> **Aim**
Present the listing as a Markdown table with the columns Row and Line, skipping blank lines. Include only the lines from the one containing "formatted like [566,570]." through the end of the listing.

═══

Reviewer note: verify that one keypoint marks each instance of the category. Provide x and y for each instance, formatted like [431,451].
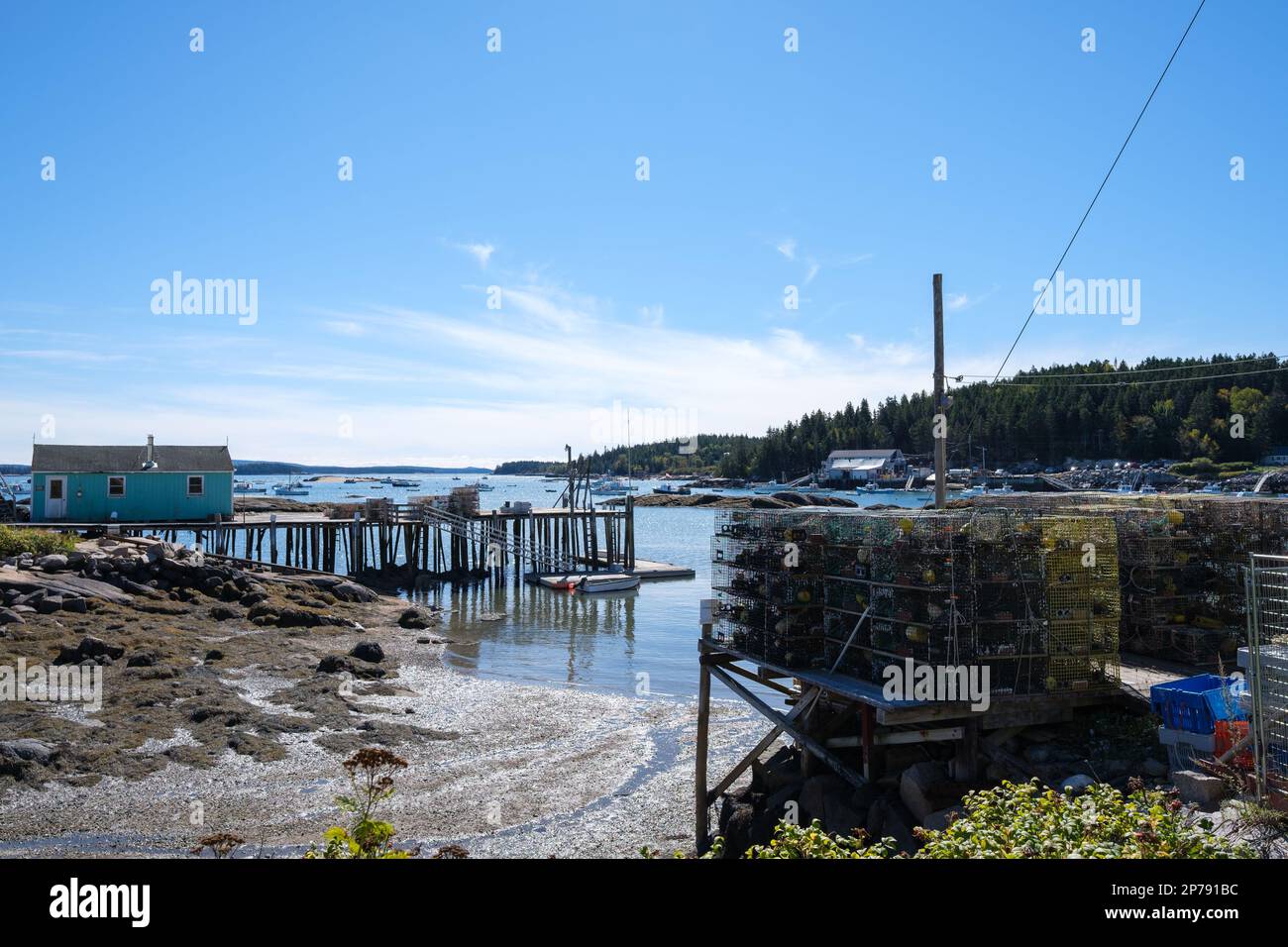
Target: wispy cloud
[482,253]
[653,316]
[347,328]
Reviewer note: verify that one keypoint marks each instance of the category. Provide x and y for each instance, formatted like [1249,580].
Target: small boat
[610,487]
[608,582]
[671,489]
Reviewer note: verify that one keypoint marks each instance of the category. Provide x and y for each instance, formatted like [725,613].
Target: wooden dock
[420,541]
[848,723]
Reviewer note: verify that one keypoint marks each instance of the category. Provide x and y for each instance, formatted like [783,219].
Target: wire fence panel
[1266,581]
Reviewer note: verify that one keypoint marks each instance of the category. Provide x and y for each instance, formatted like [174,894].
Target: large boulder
[918,788]
[368,651]
[416,617]
[1077,784]
[1198,788]
[815,792]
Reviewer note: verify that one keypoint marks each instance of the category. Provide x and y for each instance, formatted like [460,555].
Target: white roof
[859,464]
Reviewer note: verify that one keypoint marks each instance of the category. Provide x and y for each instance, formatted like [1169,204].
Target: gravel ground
[497,768]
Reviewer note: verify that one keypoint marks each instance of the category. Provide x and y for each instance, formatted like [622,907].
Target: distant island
[253,468]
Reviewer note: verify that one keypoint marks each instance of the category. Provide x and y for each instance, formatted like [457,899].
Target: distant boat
[671,489]
[610,582]
[610,487]
[292,487]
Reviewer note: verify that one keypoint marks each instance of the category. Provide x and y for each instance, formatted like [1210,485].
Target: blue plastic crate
[1196,703]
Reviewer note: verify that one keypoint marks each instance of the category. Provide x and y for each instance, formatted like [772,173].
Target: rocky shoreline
[237,693]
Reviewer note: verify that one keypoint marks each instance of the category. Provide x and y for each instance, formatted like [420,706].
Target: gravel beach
[231,727]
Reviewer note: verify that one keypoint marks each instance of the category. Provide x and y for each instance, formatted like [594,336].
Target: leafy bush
[372,775]
[1031,821]
[18,540]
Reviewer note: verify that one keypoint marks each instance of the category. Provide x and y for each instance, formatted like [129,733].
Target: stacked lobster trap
[1028,595]
[1181,562]
[767,573]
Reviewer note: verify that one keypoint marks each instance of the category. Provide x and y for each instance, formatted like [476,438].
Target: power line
[1116,372]
[1146,381]
[1056,268]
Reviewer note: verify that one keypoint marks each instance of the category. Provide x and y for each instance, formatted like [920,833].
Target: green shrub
[1031,821]
[17,540]
[373,781]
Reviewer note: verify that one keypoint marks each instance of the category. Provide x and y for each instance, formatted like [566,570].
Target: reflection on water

═══

> **Final result**
| Row | Line |
|---|---|
| 1 | Reviewer note: verify that one keypoint marks each instance of the category. Provide x and y for each instance, formatted like [566,570]. |
| 2 | Target: reflection on water |